Meanwhile, foreign governments and international speculators had noticed something deeply embarrassing about American coinage. US dimes, quarters, and half dollars were 90% silver. When spot silver prices climbed past a certain point on global markets, those coins were worth more as raw metal than as money. So that’s exactly what happened — bags of US coins got purchased at face value, shipped overseas, and melted for bullion. Legal. Rational. A slow disaster for the Treasury.
The third issue was pure volume. The US money supply kept expanding — more people, more transactions, more coins needed. The mint couldn’t keep pace with silver production even without the other two problems dragging on supply.
By 1964, the Treasury was spending more than ten cents in raw silver just to manufacture a single dime. Sit with that for a second. The government was losing money on every coin it struck. The Coinage Act of 1965 wasn’t ideology — it was arithmetic that had finally won the argument.
LBJ Signs the Coinage Act — The Day Silver Coins Ended
President Lyndon B. Johnson signed the Coinage Act of 1965 on July 23rd — a ceremony broadcast on national television. That detail matters. The administration knew this was going to land badly, and Johnson handled it with the kind of bluntness he was apparently famous for.
He stood at that podium and essentially said: yes, we’re changing the coins, no, your old silver coins won’t become worthless, and the people predicting catastrophe are wrong. He called out coin hoarders by name — almost daring them. He promised silver coins already in circulation would remain legal tender indefinitely. They technically still are.
The new composition mandated by the Act was copper-nickel clad. Dimes and quarters got a pure copper core sandwiched between outer layers of copper-nickel alloy. Half dollars received a partial concession — 40% silver through 1970 — then switched to copper-nickel clad after that.
There’s a dead-simple way to tell old from new in your hand. Flip a pre-1965 dime on its edge. Solid silver color, all the way around. Now flip a post-1965 dime. You’ll see a thin copper stripe running the circumference — the copper core peeking through. That stripe is the giveaway. I’ve watched dealers at coin shows run this check in half a second without even glancing up from whatever they’re doing. Once you’ve done it a few hundred times yourself, it becomes pure muscle memory.
The Hoarding That Happened Almost Overnight
Probably should have opened with this section, honestly — because this is where history becomes something you can actually watch happen rather than just read about.
The moment the Coinage Act was announced, Americans started pulling silver coins out of circulation with remarkable speed. But what is Gresham’s Law? In essence, it’s the economic principle that bad money drives out good. But it’s much more than that — it’s a description of basic human behavior. When two currencies of nominally equal value circulate together, people spend the less valuable one and hoard the more valuable one. The “bad” money dominates commerce. The “good” money vanishes into coffee cans and coat pockets.
That’s what makes this moment endearing to us collectors — you can actually pinpoint the transition on a timeline and watch Gresham’s Law execute itself in real time across an entire economy.

+ + + + + + +

**Prompt 1:** List the coin denominations that the Coinage Act of 1965 passage says were 90% silver.
**Prompt 2:** Quote the Coinage Act passage between "The third issue" and "dragging on supply.", inclusive.
**Prompt 3:** Continue the Coinage Act of 1965 passage from the point where it stops.

**Source data:**

+ + + + + + +

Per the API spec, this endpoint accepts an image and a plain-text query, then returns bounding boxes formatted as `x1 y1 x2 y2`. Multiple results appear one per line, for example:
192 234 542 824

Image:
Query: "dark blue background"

+ + + + + + +

**Task answer 1:** Dimes, quarters, and half dollars.

**Task answer 2:**
The third issue was pure volume. The US money supply kept expanding — more people, more transactions, more coins needed. The mint couldn’t keep pace with silver production even without the other two problems dragging on supply.

**Task answer 3:**
Between 1965 and 1968, pre-1965 silver dimes and quarters disappeared from American commerce at a speed that genuinely surprised observers. By 1967, finding a silver dime in your change was unusual. By 1968, genuinely rare. The whole transition took less than three years.
Captivated by a coffee can of loose change my grandfather handed me sometime around 1987, I spent an afternoon pulling out every dime and checking the edge — and even then, two full decades after the Coinage Act, finding a silver Roosevelt dime in a random jar felt like finding a small buried treasure. It was. Here’s the math at current silver prices around $28 per troy ounce: a pre-1965 Roosevelt dime contains 0.0723 troy ounces of silver. That’s a melt value of roughly $2.02. Face value is ten cents. Every pre-1965 dime sitting in a jar is worth approximately twenty times what’s stamped on its face. The hoarding was completely rational behavior — then and now.
Pre-1965 Roosevelt Dimes — What Collectors Actually Value
Roosevelt dimes ran from 1946 through 1964 in 90% silver. The design — Franklin Roosevelt’s profile, sculpted by John Sinnock — has appeared on the dime continuously since 1946, though everything post-1965 is clad copper.
Here’s something that trips up newer collectors: uncirculated pre-1965 Roosevelt dimes are not rare. They’re abundant — and the reason is almost circular. People hoarded them starting in 1965, and hoarded coins don’t get worn. Entire bags of 1964 Roosevelt dimes got pulled from bank rolls and saved specifically for the silver. A roll of 50 uncirculated 1964 Roosevelts runs roughly $100 to $120 at current spot. That’s bullion math, not collector scarcity.
Most circulated pre-1965 Roosevelt dimes trade at or just slightly above silver melt. Common dates in Fine or Very Fine condition — you’re paying maybe 10 to 15 cents over spot per coin. Nothing dramatic.
The dates that carry genuine premiums above silver are the lower-mintage issues: 1949-S, 1950-S, and 1951-S. Fewer coins struck, real collector demand in uncirculated grades — these aren’t just bullion math.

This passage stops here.